### Prompt
Work out how many lines of the records below contain the string "POLYGON", counting only matches with the same case. Reply with the number alone.
——
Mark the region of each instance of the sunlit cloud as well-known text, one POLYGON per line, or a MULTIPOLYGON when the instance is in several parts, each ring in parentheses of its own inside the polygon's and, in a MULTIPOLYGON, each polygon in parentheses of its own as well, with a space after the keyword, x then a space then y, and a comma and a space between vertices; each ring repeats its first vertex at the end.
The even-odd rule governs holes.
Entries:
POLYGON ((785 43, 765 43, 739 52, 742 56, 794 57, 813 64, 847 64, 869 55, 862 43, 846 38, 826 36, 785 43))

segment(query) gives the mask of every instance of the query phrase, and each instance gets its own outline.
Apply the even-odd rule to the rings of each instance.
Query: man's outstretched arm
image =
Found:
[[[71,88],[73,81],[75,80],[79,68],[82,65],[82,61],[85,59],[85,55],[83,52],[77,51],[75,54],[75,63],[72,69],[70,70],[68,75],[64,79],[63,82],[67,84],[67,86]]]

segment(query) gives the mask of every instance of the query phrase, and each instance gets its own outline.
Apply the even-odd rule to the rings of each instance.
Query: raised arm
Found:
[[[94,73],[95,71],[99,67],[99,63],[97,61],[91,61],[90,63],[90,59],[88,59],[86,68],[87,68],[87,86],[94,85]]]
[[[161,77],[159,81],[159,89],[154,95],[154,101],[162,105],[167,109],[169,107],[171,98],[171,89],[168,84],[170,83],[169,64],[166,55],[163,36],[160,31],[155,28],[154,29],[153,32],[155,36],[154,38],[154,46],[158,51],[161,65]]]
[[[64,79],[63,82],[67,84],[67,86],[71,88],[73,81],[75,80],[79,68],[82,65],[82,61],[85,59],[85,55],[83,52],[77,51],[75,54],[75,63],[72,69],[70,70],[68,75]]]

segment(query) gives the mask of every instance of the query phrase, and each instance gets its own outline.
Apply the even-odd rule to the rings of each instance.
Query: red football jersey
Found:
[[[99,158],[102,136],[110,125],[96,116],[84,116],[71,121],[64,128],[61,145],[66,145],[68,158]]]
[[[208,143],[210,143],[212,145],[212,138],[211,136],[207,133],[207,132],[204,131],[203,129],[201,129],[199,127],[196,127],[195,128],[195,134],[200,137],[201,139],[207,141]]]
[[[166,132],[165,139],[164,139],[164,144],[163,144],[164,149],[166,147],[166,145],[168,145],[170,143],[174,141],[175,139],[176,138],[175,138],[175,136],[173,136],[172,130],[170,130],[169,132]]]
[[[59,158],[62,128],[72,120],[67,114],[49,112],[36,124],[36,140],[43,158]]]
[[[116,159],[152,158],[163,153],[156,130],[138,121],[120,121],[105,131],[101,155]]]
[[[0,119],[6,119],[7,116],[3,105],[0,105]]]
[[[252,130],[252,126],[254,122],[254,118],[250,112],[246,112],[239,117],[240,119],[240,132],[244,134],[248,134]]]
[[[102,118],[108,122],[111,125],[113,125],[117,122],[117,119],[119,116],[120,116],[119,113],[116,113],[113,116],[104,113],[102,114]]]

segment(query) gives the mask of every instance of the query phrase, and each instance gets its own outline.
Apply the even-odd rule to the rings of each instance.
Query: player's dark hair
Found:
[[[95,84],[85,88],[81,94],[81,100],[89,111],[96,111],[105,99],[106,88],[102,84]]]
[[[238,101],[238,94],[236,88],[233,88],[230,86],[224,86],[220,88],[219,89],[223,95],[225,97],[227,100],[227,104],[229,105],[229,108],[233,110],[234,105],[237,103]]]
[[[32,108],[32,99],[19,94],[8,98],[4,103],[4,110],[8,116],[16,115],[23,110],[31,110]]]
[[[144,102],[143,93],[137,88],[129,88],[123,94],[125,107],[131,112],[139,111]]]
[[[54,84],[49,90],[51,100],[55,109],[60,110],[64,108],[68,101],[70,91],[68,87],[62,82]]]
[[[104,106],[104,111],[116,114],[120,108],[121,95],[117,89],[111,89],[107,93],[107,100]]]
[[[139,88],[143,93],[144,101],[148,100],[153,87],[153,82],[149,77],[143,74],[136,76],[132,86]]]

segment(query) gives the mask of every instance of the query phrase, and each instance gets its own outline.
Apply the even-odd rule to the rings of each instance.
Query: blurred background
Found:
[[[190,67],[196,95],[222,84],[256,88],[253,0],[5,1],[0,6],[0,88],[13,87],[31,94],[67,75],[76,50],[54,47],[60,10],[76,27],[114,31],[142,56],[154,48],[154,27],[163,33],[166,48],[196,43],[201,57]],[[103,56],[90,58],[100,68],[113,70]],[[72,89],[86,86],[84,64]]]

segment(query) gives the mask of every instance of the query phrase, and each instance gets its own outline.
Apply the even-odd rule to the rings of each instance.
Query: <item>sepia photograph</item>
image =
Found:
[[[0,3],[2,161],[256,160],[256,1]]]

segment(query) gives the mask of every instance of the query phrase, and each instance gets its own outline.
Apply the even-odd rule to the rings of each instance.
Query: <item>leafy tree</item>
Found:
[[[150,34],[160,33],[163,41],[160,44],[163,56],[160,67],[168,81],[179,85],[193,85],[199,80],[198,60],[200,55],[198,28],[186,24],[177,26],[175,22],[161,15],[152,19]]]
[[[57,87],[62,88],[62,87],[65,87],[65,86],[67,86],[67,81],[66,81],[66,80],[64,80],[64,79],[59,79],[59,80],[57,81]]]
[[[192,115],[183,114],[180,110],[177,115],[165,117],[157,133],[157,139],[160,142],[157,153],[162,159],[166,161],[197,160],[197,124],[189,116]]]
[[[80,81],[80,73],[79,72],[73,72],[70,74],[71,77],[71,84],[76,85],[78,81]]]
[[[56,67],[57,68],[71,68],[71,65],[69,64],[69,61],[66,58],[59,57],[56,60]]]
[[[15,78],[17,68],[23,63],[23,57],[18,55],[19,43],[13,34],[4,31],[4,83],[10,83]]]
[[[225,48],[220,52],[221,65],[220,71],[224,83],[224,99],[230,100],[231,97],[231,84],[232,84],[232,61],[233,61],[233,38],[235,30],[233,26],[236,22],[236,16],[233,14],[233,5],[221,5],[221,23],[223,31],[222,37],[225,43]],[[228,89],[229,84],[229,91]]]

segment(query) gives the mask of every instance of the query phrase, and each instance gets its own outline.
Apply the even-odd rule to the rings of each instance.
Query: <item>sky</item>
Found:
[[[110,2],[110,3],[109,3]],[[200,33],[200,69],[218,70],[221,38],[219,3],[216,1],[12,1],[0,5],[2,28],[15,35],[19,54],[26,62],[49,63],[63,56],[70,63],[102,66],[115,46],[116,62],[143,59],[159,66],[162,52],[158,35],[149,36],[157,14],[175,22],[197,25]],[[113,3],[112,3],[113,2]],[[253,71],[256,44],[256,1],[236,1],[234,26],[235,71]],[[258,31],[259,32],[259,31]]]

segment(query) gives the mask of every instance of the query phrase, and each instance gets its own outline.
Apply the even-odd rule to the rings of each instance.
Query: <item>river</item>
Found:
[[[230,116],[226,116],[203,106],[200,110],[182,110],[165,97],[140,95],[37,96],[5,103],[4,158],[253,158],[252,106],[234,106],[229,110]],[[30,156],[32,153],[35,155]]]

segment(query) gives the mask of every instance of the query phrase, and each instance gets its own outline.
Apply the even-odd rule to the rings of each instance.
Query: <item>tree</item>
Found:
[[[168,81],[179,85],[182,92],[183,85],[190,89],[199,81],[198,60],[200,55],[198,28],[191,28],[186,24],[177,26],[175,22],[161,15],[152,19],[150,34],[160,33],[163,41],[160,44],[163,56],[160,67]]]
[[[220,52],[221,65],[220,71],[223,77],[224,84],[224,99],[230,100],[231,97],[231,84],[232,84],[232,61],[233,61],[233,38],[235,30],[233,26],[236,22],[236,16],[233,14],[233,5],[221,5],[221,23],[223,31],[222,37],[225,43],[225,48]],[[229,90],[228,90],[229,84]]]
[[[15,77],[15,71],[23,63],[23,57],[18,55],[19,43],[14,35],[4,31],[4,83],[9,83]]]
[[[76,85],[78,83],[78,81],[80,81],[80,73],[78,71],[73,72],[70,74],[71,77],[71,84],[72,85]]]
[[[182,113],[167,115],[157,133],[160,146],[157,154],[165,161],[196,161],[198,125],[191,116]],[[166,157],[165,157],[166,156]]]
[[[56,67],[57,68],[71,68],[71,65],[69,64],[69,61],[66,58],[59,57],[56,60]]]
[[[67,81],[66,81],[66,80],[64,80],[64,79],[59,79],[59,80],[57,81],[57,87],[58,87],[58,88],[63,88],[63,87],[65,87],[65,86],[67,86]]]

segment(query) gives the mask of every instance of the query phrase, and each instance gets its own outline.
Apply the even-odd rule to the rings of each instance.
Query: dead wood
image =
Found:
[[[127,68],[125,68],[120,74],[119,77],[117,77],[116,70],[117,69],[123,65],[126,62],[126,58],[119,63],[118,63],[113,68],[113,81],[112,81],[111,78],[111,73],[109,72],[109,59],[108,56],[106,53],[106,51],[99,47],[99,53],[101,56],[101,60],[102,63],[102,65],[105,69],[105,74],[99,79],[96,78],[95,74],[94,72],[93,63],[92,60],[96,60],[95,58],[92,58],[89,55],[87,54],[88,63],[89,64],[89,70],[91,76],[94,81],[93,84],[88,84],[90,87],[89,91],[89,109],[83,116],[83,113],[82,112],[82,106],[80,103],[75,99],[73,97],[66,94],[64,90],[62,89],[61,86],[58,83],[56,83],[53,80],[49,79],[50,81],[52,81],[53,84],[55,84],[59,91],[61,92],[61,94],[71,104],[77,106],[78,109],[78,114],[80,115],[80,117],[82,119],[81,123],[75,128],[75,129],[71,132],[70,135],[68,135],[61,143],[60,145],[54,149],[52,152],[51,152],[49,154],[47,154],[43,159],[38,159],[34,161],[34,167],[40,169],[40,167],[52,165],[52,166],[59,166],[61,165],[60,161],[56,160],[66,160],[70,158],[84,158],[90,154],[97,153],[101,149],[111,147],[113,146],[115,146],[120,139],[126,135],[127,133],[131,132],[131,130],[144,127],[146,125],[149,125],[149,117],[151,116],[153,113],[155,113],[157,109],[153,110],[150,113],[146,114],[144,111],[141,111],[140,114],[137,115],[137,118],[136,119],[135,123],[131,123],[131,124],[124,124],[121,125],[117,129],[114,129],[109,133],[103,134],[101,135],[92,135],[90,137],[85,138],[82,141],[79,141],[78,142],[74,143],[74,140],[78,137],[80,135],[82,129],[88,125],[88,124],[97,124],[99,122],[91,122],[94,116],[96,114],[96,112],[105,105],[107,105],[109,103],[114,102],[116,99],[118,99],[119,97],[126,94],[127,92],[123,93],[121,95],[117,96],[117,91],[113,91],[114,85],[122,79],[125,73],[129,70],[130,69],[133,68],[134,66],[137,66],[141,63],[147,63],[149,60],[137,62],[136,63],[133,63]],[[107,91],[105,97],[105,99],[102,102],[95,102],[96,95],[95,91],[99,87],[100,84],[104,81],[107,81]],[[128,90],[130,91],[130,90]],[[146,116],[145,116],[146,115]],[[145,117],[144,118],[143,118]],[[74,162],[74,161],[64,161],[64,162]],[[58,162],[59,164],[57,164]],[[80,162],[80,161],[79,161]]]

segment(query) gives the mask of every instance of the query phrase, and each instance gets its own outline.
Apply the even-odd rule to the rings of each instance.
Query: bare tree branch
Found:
——
### Final answer
2